• Texto proporcionado
──────
Vivimos en una sociedad acelerada, en la que el estrés se ha vuelto casi una constante. Y aunque solemos asociarlo a agotamiento mental o problemas de sueño, uno de los sistemas más afectados por el estrés crónico es el digestivo. Si alguna vez has sentido el estómago “cerrado” antes de una presentación importante o has tenido diarrea en un momento de ansiedad, ya sabes de lo que hablamos.
El sistema digestivo y el sistema nervioso están estrechamente conectados a través del eje intestino-cerebro. Cuando estamos en un estado de estrés, el cuerpo prioriza funciones de supervivencia inmediatas, como el aumento de la frecuencia cardíaca o la tensión muscular, y desactiva temporalmente procesos “menos urgentes”, como la digestión.
Esto puede dar lugar a una serie de alteraciones funcionales:
A medio y largo plazo, esto puede traducirse en síntomas como hinchazón, digestiones lentas, reflujo, diarrea o estreñimiento. Pero también puede generar consecuencias menos visibles, como una mala absorción de nutrientes esenciales, especialmente vitaminas del grupo B, hierro, magnesio o zinc. Estos déficits, a su vez, empeoran la fatiga, la ansiedad y la función intestinal, cerrando un círculo difícil de romper.
Aunque no siempre podemos eliminar las fuentes de estrés, sí podemos adaptar la alimentación para reducir su impacto. Aquí te dejo algunas claves:
1. Cuida el cómo comes, no solo el qué.
Comer rápido, de pie o frente a una pantalla mantiene al cuerpo en modo alerta. En cambio, tomarte el tiempo de comer sentado, con respiraciones profundas antes de comenzar y masticando bien, favorece la activación del sistema nervioso parasimpático (el que promueve la digestión y el descanso).
2. Apuesta por alimentos de fácil digestión.
Cuando estás en una etapa de alta carga emocional, conviene reducir la exigencia digestiva. Opta por alimentos cocinados (al vapor, hervidos, al horno), con menos grasas y especias fuertes. Las cremas de verduras, el arroz, las proteínas magras (como pollo o pescado blanco) y las frutas cocidas o maduras son opciones ideales.
──────
• Extractos del conjunto

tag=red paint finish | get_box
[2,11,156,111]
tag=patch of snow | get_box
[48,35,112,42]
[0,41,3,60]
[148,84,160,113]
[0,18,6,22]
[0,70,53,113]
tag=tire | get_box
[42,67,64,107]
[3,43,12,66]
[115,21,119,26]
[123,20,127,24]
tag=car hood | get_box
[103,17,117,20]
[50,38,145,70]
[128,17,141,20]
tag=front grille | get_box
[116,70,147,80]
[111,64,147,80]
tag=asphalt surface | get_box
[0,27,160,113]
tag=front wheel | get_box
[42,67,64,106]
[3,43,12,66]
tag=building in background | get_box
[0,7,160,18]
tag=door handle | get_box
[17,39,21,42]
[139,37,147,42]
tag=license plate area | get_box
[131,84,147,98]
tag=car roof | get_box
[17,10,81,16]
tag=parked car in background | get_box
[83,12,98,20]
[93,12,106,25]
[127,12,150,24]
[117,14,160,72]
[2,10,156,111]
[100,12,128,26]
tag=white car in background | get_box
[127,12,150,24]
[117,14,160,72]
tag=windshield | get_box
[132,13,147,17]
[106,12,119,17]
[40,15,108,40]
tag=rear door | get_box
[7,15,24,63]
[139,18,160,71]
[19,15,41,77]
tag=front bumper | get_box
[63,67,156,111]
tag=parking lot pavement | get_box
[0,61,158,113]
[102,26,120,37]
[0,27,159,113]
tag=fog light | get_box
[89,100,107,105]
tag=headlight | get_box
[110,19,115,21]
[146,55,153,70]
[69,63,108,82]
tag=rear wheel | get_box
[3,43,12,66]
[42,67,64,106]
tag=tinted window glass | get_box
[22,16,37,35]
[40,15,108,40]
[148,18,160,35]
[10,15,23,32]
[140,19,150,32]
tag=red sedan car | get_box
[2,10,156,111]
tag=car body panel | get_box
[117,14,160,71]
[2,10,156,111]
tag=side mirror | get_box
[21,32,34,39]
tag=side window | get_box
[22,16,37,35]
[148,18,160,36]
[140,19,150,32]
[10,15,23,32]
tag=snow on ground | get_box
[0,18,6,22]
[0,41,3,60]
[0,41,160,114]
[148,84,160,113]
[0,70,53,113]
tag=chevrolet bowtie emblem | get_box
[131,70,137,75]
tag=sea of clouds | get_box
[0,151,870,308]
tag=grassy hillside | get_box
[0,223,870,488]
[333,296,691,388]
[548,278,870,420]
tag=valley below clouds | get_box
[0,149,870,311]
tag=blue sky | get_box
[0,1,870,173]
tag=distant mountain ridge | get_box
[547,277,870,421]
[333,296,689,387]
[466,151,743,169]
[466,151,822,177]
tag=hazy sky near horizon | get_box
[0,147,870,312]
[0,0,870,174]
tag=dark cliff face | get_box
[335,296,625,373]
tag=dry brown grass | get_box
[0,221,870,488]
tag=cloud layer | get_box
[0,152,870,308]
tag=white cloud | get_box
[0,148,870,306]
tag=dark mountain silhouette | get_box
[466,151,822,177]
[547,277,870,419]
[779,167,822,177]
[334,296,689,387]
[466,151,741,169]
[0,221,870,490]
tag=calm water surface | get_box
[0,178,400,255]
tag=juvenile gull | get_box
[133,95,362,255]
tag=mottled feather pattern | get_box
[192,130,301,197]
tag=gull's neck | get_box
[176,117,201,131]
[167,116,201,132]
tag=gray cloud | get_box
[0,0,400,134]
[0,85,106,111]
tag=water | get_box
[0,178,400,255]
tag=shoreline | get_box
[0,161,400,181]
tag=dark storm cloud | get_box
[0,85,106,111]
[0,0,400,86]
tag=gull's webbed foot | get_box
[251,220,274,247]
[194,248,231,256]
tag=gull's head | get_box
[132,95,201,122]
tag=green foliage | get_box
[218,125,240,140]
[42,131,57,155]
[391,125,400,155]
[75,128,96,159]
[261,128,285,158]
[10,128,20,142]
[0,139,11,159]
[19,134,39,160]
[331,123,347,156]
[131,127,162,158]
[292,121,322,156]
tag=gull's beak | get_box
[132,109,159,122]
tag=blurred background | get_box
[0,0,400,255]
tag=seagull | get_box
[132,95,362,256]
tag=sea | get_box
──────
• Tarea a realizar
Copia literalmente del texto sobre el estrés y la digestión el fragmento que abre con las palabras que contienen "2. Apuesta por" y cierra con "son opciones ideales.".

• Resultado del ejercicio
2. Apuesta por alimentos de fácil digestión.
Cuando estás en una etapa de alta carga emocional, conviene reducir la exigencia digestiva. Opta por alimentos cocinados (al vapor, hervidos, al horno), con menos grasas y especias fuertes. Las cremas de verduras, el arroz, las proteínas magras (como pollo o pescado blanco) y las frutas cocidas o maduras son opciones ideales.